> [EXCERPT TO READ]
Sometimes, when you’re at the starting line as a family caregiver, you may never imagine what challenges, feelings of frustration and sadness lie ahead. But you may also be surprised at the bountiful gifts of love you receive.
The holidays can be especially challenging for caregivers who may feel overwhelmed and burned out from being a primary source of care for loved ones.
The complicated journey that Susan A. Marshall took began and ended with her caring for both parents before they passed away. Her mother died three years ago after a lightning fast decline due to dementia. Her father has been gone four years due to a decade-long battle with Alzheimer’s.
Caring for loved ones puts a constant stress on families. “One of the things I hear most often is how alone they feel. I assure them they are not alone –there are many resources for those who are caring for people with Alzheimer’s or dementia.”
She will be sharing what she learned in an informative Zoom presentation with the Alzheimer’s and Dementia Alliance of Wisconsin and their partners on Thursday, Dec. 17.
“Caregiving for those with Alzheimer’s and dementia is especially challenging,” Marshall said, “because you’re grieving for them while they are still there, while they are fading away.”
She is a business leader (founder of Backbone Institute. https://backboneinstitute.com/) and author of the newly released book, Mom’s Gone Missing, a deeply moving story about her experiences as the major caregiver for her parents.
Former Wisconsin governor weighs in
The foreword to Marshall’s book was written by Martin Schreiber, former Wisconsin Governor, and author of My Two Elaines. He described his journey caring for his wife who struggled with Alzheimer’s.

> [RECORDS SUPPLIED]
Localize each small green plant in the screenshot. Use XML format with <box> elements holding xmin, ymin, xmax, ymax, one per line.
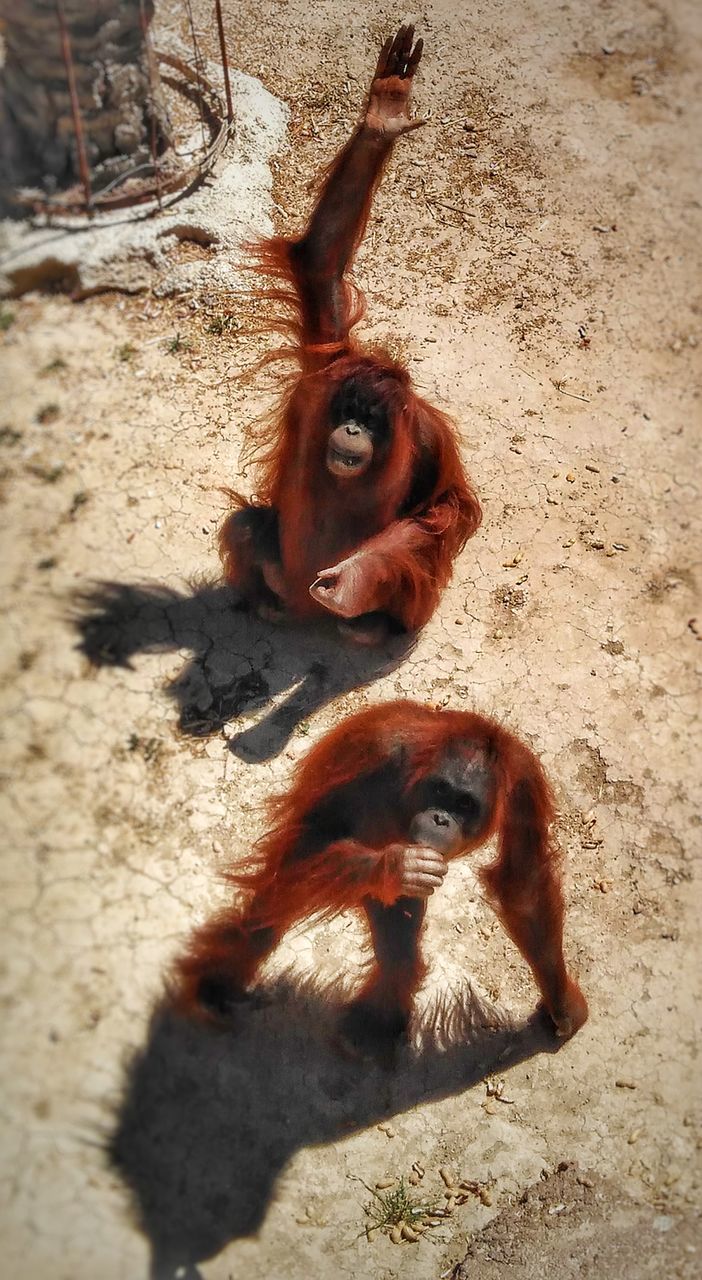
<box><xmin>165</xmin><ymin>333</ymin><xmax>192</xmax><ymax>356</ymax></box>
<box><xmin>0</xmin><ymin>426</ymin><xmax>22</xmax><ymax>445</ymax></box>
<box><xmin>40</xmin><ymin>356</ymin><xmax>68</xmax><ymax>378</ymax></box>
<box><xmin>205</xmin><ymin>315</ymin><xmax>240</xmax><ymax>338</ymax></box>
<box><xmin>364</xmin><ymin>1178</ymin><xmax>437</xmax><ymax>1243</ymax></box>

> [DESCRIPTION OF THE TASK] From the caregiving article, list every book title and every organization name it gives.

> [ANSWER BELOW] Alzheimer's and Dementia Alliance of Wisconsin; Backbone Institute; Mom's Gone Missing; My Two Elaines